'''

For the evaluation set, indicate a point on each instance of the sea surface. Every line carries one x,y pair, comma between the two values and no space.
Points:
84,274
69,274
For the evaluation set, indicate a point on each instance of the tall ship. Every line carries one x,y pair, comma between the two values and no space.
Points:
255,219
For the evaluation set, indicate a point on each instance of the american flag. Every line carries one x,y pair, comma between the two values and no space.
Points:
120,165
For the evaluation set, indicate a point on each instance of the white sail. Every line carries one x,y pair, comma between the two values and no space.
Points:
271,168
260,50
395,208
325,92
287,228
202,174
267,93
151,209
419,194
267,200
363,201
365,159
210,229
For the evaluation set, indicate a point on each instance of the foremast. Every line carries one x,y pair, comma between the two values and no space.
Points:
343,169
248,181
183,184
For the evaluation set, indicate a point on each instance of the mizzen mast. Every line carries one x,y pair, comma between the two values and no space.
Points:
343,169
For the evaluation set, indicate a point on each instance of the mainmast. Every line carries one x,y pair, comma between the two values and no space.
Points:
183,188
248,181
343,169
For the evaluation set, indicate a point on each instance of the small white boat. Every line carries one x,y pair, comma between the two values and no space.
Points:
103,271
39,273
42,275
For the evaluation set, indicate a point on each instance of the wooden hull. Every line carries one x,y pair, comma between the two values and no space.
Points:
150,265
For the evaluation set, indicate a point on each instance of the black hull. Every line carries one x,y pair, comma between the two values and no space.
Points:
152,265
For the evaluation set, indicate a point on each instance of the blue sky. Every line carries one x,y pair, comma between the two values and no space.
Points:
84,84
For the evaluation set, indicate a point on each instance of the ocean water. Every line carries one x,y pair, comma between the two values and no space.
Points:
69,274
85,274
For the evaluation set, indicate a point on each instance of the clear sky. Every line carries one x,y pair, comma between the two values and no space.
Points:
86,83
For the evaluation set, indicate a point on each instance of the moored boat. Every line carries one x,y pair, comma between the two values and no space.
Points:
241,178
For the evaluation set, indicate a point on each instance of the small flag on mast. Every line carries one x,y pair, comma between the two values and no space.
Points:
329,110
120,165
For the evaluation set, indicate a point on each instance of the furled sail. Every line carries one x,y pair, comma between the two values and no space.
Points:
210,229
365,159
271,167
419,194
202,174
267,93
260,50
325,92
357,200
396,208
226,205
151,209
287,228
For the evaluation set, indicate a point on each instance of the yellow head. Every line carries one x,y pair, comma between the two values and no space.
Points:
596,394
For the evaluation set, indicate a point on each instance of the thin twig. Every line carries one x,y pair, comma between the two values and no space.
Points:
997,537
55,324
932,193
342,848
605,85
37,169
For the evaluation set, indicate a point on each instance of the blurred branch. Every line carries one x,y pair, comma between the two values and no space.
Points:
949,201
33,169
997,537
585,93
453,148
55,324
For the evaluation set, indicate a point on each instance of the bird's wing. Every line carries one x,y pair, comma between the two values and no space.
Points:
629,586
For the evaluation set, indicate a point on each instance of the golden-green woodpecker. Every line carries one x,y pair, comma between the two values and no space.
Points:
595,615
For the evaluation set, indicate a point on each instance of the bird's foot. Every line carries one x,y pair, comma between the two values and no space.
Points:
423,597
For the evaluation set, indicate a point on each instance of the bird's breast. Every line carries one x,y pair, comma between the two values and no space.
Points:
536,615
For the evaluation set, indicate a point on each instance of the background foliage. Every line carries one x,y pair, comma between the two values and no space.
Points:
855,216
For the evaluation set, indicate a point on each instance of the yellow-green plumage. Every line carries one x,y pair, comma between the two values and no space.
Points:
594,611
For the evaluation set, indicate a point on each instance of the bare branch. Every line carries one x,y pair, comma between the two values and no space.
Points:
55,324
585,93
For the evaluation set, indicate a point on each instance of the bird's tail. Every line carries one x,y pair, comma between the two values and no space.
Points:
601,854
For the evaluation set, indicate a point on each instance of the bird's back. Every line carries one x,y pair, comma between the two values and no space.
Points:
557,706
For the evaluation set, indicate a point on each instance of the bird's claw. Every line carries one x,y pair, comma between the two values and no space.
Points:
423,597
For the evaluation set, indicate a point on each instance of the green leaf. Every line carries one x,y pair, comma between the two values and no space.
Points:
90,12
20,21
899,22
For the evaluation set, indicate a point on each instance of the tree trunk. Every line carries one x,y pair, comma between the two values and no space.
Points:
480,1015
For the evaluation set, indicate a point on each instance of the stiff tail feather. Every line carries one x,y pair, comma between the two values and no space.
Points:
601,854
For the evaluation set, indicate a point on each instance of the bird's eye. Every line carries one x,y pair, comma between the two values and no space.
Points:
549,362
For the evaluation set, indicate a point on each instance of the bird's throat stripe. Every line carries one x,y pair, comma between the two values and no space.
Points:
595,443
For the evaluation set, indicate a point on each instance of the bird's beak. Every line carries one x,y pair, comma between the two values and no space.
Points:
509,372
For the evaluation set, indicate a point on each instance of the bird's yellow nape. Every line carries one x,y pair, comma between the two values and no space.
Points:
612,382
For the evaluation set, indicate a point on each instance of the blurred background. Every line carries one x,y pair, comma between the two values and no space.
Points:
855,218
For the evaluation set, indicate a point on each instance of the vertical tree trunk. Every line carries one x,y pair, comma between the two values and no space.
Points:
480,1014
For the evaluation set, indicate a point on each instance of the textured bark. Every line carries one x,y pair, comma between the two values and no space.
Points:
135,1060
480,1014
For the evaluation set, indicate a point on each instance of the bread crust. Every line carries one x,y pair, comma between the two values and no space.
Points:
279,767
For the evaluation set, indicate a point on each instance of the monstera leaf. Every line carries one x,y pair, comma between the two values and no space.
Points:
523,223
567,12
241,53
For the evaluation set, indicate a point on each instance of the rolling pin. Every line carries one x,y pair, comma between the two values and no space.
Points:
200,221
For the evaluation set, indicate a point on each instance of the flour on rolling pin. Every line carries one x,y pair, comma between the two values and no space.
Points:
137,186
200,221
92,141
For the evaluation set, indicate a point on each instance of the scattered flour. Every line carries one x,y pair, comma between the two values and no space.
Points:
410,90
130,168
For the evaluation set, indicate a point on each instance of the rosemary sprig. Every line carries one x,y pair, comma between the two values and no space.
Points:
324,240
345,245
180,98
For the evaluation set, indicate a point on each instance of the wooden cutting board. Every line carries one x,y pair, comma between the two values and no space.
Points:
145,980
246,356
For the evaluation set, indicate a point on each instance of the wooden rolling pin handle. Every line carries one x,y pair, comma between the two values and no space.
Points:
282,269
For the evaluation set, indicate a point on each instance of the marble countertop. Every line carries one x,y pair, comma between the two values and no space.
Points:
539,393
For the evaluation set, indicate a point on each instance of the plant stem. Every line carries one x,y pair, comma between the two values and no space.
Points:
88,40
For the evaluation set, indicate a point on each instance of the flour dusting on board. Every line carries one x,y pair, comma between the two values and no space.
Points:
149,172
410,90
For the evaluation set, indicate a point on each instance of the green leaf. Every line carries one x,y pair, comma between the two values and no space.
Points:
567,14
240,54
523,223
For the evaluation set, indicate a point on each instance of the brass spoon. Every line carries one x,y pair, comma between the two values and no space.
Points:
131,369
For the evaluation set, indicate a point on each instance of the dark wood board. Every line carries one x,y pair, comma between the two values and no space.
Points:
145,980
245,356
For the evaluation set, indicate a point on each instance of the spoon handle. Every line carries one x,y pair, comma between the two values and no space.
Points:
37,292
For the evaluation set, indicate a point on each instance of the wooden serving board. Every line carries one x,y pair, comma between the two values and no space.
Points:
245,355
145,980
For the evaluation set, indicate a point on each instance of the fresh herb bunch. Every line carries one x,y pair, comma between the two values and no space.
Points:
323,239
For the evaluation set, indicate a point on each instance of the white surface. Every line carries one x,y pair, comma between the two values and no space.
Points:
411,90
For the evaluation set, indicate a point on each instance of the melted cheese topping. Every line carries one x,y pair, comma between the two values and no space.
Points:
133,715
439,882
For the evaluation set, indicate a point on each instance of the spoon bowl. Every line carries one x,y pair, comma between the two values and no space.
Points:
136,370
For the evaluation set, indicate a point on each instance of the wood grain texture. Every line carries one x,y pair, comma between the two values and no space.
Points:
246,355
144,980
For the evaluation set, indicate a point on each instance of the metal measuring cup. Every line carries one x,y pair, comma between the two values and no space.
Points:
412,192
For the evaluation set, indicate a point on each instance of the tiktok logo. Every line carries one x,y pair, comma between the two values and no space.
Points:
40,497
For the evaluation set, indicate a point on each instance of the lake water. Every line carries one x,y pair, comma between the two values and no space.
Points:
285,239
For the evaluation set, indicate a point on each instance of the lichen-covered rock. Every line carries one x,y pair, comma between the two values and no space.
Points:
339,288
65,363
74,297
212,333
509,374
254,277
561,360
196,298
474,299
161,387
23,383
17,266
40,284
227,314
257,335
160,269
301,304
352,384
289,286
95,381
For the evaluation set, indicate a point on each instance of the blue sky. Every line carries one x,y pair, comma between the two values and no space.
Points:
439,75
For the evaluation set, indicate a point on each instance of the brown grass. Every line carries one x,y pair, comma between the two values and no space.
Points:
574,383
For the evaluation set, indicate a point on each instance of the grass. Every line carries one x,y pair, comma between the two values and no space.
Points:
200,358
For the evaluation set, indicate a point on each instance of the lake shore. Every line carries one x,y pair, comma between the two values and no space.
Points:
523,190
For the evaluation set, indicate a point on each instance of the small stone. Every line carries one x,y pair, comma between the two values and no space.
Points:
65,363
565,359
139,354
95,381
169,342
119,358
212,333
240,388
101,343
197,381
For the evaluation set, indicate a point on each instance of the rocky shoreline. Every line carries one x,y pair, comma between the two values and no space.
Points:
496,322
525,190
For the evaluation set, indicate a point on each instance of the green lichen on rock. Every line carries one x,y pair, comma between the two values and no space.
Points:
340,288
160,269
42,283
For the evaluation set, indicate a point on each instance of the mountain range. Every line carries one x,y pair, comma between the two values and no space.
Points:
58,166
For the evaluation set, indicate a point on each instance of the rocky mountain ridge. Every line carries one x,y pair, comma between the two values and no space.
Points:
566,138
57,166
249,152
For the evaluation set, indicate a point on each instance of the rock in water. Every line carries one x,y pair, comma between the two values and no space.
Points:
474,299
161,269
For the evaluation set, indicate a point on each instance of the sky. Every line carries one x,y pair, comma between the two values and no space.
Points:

'''

> [What is required]:
Only the lines from the one that contains "of the mountain" to the end of the data should be output, exactly as they appear.

> [Result of the exercise]:
For the evaluation set, indicate a point on each instance of the mountain range. Every line carries one x,y pair, comma between the two values and no space.
Points:
58,166
For the evaluation set, indicate a point on each instance of the rocky mountain ridge. Every line carries one x,y pair, comma between the two values and no space.
Points:
566,138
57,166
249,152
For the evaluation set, indicate a point on each instance of the rock in water. Every line carries one x,y pair, comma between the two values and no space.
Points:
474,299
161,269
For the evaluation set, indicate a point on each instance of the sky. Every line carries one x,y pair, comma between the two values and no space.
Points:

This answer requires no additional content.